▸ **TEXTO DE LEITURA**:
↓
Os compadres e as comadres deste sereno povo, condenado aos bons costumes da subsídio-dependência, porque o Estado de Bem-Estar se converteu num Estado de Mal-Estar, por causa da despolitização e da desgovernação, começam a não perceber esta bisca viciadamente lambida das candidaturas presidenciais. Se, à direita, há os que, depois da derrota, aspiram à vitória final do respectivo epitáfio, não faltam os que, à esquerda e à direita, assistem ao começo do jogo, julgando que o vão vencer apenas porque sucederá a desistência, ou a falta de comparência, dos que se perfilam como potenciais vencedores das primárias em curso.
Uma coisa parece segura: ainda bem que não emergem, por enquanto, dois ou três fortes e credíveis candidatos, porque se eles começassem a falar e a ser ouvidos pelo povo, correriam sérios riscos de passarem a ter mais autoridade do que o actual inquilino de Belém, o homem certo, mas no tempo errado, submerso por circunstâncias a que, naturalmente, foi alheio, mas que o tornaram impotente para dirigir a presente RGA.
Há quem tenha a esperança dos desesperados, quem, por entre a bruma empenumbrada do quotidiano, se alimente de utopia, ou continue a ser aquecido pelo lume do messiânico. Por outras palavras, se compreendo alguns dos que se entusiasmam com o discurso de Francisco Louçã, também entendo os que confiam no regresso do velho tio da nossa democracia, Aníbal Cavaco Silva. Se uns representam a versão revista e actualizada da tradução dos “amanhãs que cantam”, em forma de “bacalhau a pataco”, já outros pensam que pode voltar o oportunismo da Europa do betão e dos fundos estruturais.
Acontece que, entre a extrema-esquerda “aggionata” e a procura de um gestor honesto, dedicado e competente, continua a ser obsidiante o ausente-presente que representa o ponto de equilíbrio de todo o nosso sistema, o avozinho da nossa democracia, chamado Mário Soares que, esquecido do “socialismo na gaveta”, está cada vez mais velho e cada vez mais verbosamente à esquerda, em nome da bandeira da “humanidade contra o neo-liberalismo”, que já nem um Lula da Silva desfralda.
↑
▸ **DADOS DO EXERCÍCIO**:
↓
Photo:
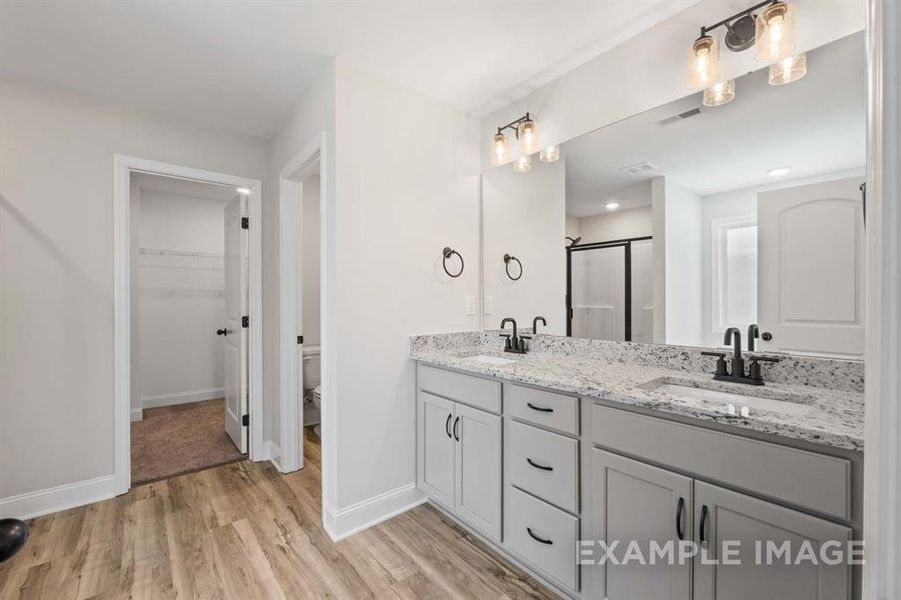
↑
▸ **ENUNCIADO 1**:
Responda com base no texto sobre as candidaturas presidenciais.
(a) Em que se converteu o Estado de Bem-Estar?
(b) Como é descrito o "actual inquilino de Belém"?
(c) A quem chama o texto "o velho tio da nossa democracia"?
▸ **ENUNCIADO 2**: Prossiga o texto sobre as candidaturas presidenciais a partir da última frase apresentada.
Estas linhas não fazem falta para resolver nada.

▸ **ESPAÇO DE RESPOSTA 1**:
(a) Num Estado de Mal-Estar.
(b) Como o homem certo, mas no tempo errado.
(c) A Aníbal Cavaco Silva.

▸ **ESPAÇO DE RESPOSTA 2**:
Assim, a procura de um candidato comum para as forças de esquerda constitui um jogo desesperante. Tonecas Guterres, beneficiando com a sábia gestão do silêncio doméstico a que se tem dedicado, poderia ser a tal solução menos péssima. Tonecas Vitorino, regressado das alturas supra-nacionais, poderia ser o factor inesperado, nessa nova versão da “Europa connosco” capaz de competir em dinamismo e prestígio com Aníbal Cavaco Silva.
Até Diogo Freitas do Amaral que, finalmente, conseguiu colocar-se no rigorosamente ao centro, continua à espera que os treinadores de bancada o chamem para mostrar como um defesa-direito pode passar a ponta de lança, a partir do lado esquerdo do meio-campo, garantindo-nos sucessivos empates.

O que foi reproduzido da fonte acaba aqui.